*PROMPT*.
All of the data should be repeated exactly; pictures are not part of the copy.

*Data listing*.
____________________

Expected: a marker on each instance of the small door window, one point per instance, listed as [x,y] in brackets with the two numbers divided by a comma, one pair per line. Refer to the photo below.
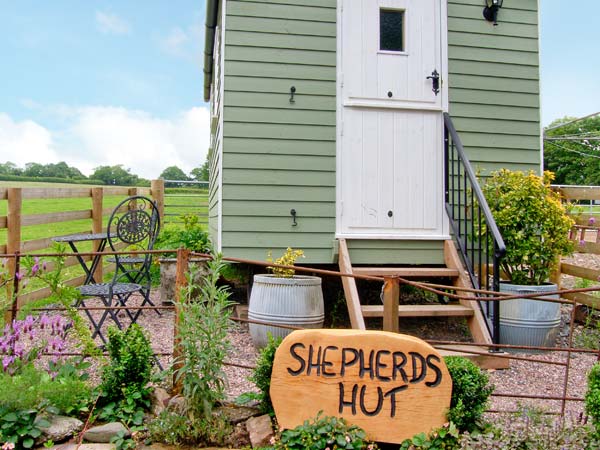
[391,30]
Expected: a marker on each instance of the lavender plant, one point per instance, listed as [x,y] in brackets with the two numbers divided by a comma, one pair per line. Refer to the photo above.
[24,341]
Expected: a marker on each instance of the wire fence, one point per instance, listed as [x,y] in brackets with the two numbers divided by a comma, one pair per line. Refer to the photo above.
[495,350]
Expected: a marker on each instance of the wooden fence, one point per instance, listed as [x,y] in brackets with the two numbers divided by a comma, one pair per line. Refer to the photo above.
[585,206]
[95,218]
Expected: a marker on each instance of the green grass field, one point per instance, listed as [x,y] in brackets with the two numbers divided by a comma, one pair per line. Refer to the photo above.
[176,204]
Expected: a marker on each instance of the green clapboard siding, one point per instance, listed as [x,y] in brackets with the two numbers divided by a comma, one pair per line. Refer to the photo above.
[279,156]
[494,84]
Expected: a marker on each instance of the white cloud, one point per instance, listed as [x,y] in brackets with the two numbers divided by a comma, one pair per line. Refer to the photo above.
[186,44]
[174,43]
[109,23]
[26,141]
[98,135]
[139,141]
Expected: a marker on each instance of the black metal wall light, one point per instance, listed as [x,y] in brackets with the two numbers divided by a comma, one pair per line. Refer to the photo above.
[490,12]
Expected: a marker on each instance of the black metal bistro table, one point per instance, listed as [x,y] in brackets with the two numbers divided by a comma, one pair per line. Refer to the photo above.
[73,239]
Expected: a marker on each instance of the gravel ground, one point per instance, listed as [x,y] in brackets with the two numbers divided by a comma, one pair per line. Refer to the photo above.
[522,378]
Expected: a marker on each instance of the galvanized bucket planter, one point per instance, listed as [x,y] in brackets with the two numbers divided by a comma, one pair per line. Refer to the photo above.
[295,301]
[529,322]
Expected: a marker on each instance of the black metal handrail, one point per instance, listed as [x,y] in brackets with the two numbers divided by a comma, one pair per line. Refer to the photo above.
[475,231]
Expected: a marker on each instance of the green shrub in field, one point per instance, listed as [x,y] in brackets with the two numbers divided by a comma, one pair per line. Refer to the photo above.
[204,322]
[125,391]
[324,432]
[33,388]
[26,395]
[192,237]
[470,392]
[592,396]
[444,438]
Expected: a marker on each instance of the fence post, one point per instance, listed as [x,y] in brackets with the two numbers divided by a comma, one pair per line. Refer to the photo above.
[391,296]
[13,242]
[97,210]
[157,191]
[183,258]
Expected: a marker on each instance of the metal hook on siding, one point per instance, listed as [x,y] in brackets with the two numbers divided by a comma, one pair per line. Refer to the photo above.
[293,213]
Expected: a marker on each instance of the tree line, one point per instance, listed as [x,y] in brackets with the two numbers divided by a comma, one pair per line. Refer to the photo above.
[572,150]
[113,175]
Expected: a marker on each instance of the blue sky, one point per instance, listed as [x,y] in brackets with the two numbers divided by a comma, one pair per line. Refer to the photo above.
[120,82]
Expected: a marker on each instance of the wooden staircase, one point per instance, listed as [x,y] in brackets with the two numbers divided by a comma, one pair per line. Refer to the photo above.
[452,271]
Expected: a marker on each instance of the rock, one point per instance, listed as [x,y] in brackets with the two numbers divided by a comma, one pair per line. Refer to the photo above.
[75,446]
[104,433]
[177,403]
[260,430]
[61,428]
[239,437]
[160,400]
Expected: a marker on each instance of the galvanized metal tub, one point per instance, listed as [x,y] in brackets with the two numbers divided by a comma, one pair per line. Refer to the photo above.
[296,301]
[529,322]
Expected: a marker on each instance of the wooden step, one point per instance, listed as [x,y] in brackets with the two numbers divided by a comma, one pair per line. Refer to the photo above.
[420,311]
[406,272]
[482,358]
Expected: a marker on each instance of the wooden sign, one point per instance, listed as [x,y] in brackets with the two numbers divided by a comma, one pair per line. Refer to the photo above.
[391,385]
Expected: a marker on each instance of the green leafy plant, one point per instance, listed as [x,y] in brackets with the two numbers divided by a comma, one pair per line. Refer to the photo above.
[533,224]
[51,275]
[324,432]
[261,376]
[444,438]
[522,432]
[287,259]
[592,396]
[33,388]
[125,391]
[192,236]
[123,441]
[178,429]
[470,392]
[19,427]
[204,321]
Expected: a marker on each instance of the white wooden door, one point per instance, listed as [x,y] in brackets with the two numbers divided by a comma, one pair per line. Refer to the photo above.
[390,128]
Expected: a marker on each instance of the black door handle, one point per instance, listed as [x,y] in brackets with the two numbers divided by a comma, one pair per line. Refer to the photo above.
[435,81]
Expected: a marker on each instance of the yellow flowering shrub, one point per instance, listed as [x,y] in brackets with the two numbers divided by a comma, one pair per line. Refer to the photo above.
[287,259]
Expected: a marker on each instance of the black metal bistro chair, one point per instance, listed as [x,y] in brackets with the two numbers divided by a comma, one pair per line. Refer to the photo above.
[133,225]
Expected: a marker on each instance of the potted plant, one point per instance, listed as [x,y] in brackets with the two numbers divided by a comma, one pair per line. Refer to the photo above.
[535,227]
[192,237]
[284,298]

____________________

*SOLUTION BELOW*.
Expected: a marker on each instance of the small door window, one point per instance, listed as [x,y] in brackets with the two numbers divided by a comma, one pair per line. Refer to the photo below.
[391,30]
Expected: a marker on each instance of the lavender plant, one point per instance, listed as [x,y] in brackets with the two numbers divided by a comma, one pair per line. Refer to the photo above.
[24,341]
Expected: a marker on each instance of the wire fence, one point per instance, listed as [x,y] in brackets with the two numbers divided by a comma, one pair per line. Refer to the photo above.
[495,350]
Expected: a marker on each instance of the wooden fence, one point per instance, listed as [x,y] in brackets with the two numbers divided by a comma, one pair per line. Refer to the photo above.
[585,206]
[95,218]
Expected: a marker on each instance of the green grass field, one point per instance, listed as [x,y] in brackets with the two numbers divided by a comma, one pair per line. Refer to the photo above.
[176,204]
Expected: a marker on each instance of the green clapboard siding, one point per instance, listed as [x,y] in brackets with the two numbers divided by a comma, one pair per line. Refer to the photo above.
[279,156]
[494,84]
Expected: a marker on each instance of the white cloud, one point per instance, listed as [x,y] in brackets with the two numbers divided by a comma, one pair per line. Refer to the photo above.
[186,44]
[174,43]
[109,23]
[26,141]
[98,135]
[139,141]
Expected: a marker on each instance of the black metal wall light, one point per instance, listed as [x,y] in brackets with the two numbers divided by a comma, one pair per line. Refer to the photo above.
[490,12]
Expected: a marker on each instance of the black metal bistro table, one point per instance, listed as [x,y] in brackets with the two numbers divided by a comma, one pair per line. Refer to the photo above.
[73,239]
Expected: a marker on each instance of the gravel ground, one point per instance, listed as [x,y] in brackets with the two numbers divided by a comma, one pair per line. Refer to the photo above.
[522,378]
Expected: a marker on each instance of the galvanized bucket planter, one point per instance, listed as [x,y] in brackets with the two numbers divided by a comma, one pair per line. Refer to the photo above.
[295,301]
[529,322]
Expected: a marker on each instance of the black metal handrail, one point per instance, listed as [x,y] in brackets with the two numbers divided by a comma, one pair per line. Refer to the photo above.
[475,231]
Expected: a marker on each instance of the green shrub in field, one point per instance, listed as [x,y] in brackets with the two numbers divided by a comma, one pair per line. Refer to the photo above.
[204,322]
[125,391]
[324,432]
[33,388]
[26,395]
[192,237]
[470,392]
[592,396]
[444,438]
Expected: a marker on each instance of the fence post, one point per instance, listed as [x,y] in brackets with the two numbers divided by a comma, one pair per line. Refer to the photo above.
[391,296]
[13,242]
[97,210]
[157,191]
[183,258]
Expected: a marker on each instance of the metal hook on siding, one point per instance, listed as [x,y] in brackets with the two numbers divided by a comma, one pair per line. Refer to the photo above.
[293,213]
Expected: a marker on each instance of the tree line, one point per instance, listed as [x,y] in brackets with the two numbers divided by a comma, one pair per line. Refer to the photo above.
[572,150]
[113,175]
Expected: a marker on each instance of the blue sky, one point per instance, listed as [x,y] in brackets with the two numbers divided by a comma, one pair per line. Refer to the photo above.
[120,82]
Expected: a marker on each instance of the wooden staircase, one point per instance, listed as [x,y] in brackets with the two numbers divided by a comma, one pair per line. Refer to the photo above.
[452,271]
Expected: a marker on each instance of the rock, one point per instance, listed as [x,y] in brackets with the two numbers divided by a comma, one pair per line. Refer to the photo above.
[75,446]
[104,433]
[177,403]
[260,430]
[61,428]
[239,437]
[160,400]
Expected: a marker on each instance of the galvanized metal tub, one point per instance, listed as [x,y] in brackets with the two numbers divided by a comma, one pair per line. Refer to the photo above.
[296,301]
[529,322]
Expected: a marker on each instance of the wooden step, one point per instance, listed as [x,y] in brackets with the two numbers divided by a comma, one pair per line. Refer to the photo above.
[420,311]
[406,272]
[482,358]
Expected: a marker on each instance of the wooden sign, one point per instance, listed as [x,y] in brackets with the two numbers divided by a comma, one pair per line. Refer to the photo above.
[391,385]
Expected: a marker on each instance of the green leafy plant, one point per instance, listed as [x,y] in brackets with the two numbers divided by a comma, one pair per line. Refer to the photo above.
[533,224]
[51,275]
[324,432]
[261,376]
[444,438]
[522,432]
[287,259]
[592,396]
[33,388]
[125,391]
[192,236]
[123,441]
[178,429]
[470,392]
[19,427]
[204,321]
Expected: a marker on each instance of the white wooden door, one point per instance, listed as [x,y] in brackets with the two numbers divided by a comma, one pair per line. Refer to the photo above.
[390,128]
Expected: a marker on each instance of the black door handle, one point per instance, listed as [x,y] in brackets with the two numbers divided by a comma, one pair per line. Refer to the photo above.
[435,81]
Expected: a marker on each instance of the yellow flowering shrub, one point per instance, listed as [x,y] in brackets with the two numbers divided by a comma, one pair per line. Refer to the photo above.
[287,259]
Expected: a marker on each instance of the black metal bistro chair, one point per instance, listed as [x,y] in brackets with the two numbers divided by a comma, one pair per line. Refer to the photo above.
[133,225]
Expected: a marker on each instance of the potted plant, one point per instance, listed as [x,y] in brackets with the two numbers divided by a comma, one pair per line. Refer to the photo above.
[535,227]
[192,237]
[284,298]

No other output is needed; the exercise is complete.